Exercice court 1 → Citez fidèlement le passage du texte sur les liens de Donald Trump avec Moscou qui commence par les mots où figure « Donald Trump devient » et s'achève sur « ligne du Kremlin. ».

Première visite en 1987

Le KGB entreprend alors une opération qui va aboutir au premier voyage de Donald Trump à Moscou en 1987. "On prétexte qu'on veut lui faire construire une Trump Tower dans la capitale russe, mais en réalité, il s'agissait de le cerner et d'en faire quelque chose qui puisse être utile à la patrie soviétique", relève le journaliste.

Donald Trump devient alors un "contact confidentiel", comme on l'appelle dans le jargon. "C'est quelqu'un qui n'est pas forcément conscient de ça, qui n'est pas payé, mais qui fait partie d'un réseau qu'on cultive, à qui on rend des services et vice-versa. Parce que maîtriser Trump, ce n'est pas forcément quelque chose de facile."

A son retour de Moscou, Donald Trump prend des positions publiques dans la presse américaine critiquant l’Otan, tout à fait dans la ligne du Kremlin.

C'est une sorte de galaxie qui passe son temps à tourner autour de lui avec beaucoup d'argent qui circule et des gens dont on comprend très vite qu'ils sont liés au Kremlin

Régis Genté

Pas fondamentalement pro-russe, le milliardaire américain y trouve aussi son compte. "On va retrouver une galerie incroyable de personnages qui tournent autour de lui, notamment des gens de la mafia qui est intimement liée à la vie de l'Etat russe et à ses intérêts. Il rencontre des gens de très haut niveau", raconte Régis Genté, soulignant que ce réseau lui sera particulièrement utile.

"Une quinzaine d'entre eux vont acheter ou louer un appartement dans la fameuse Trump Tower. Ils vont aussi blanchir leur argent dans les casinos de Donald Trump. Souvent, ils vont intervenir à des moments clés de son histoire, notamment lorsqu'il est près de la faillite. C'est peut-être de cette façon dont il a été cultivé et il n'était peut-être pas conscient que cet argent venait directement d'une décision du KGB", retrace le spécialiste des anciennes républiques soviétiques.

Données affichées →

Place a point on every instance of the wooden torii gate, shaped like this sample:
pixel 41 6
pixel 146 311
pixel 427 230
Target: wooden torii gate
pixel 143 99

Exercice court 2 → Recopiez à l'identique toutes les lignes des enregistrements ci-dessus.

Bonne réponse 1 →
Donald Trump devient alors un "contact confidentiel", comme on l'appelle dans le jargon. "C'est quelqu'un qui n'est pas forcément conscient de ça, qui n'est pas payé, mais qui fait partie d'un réseau qu'on cultive, à qui on rend des services et vice-versa. Parce que maîtriser Trump, ce n'est pas forcément quelque chose de facile."

A son retour de Moscou, Donald Trump prend des positions publiques dans la presse américaine critiquant l’Otan, tout à fait dans la ligne du Kremlin.

Bonne réponse 2 →
Place a point on every instance of the wooden torii gate, shaped like this sample:
pixel 41 6
pixel 146 311
pixel 427 230
Target: wooden torii gate
pixel 143 99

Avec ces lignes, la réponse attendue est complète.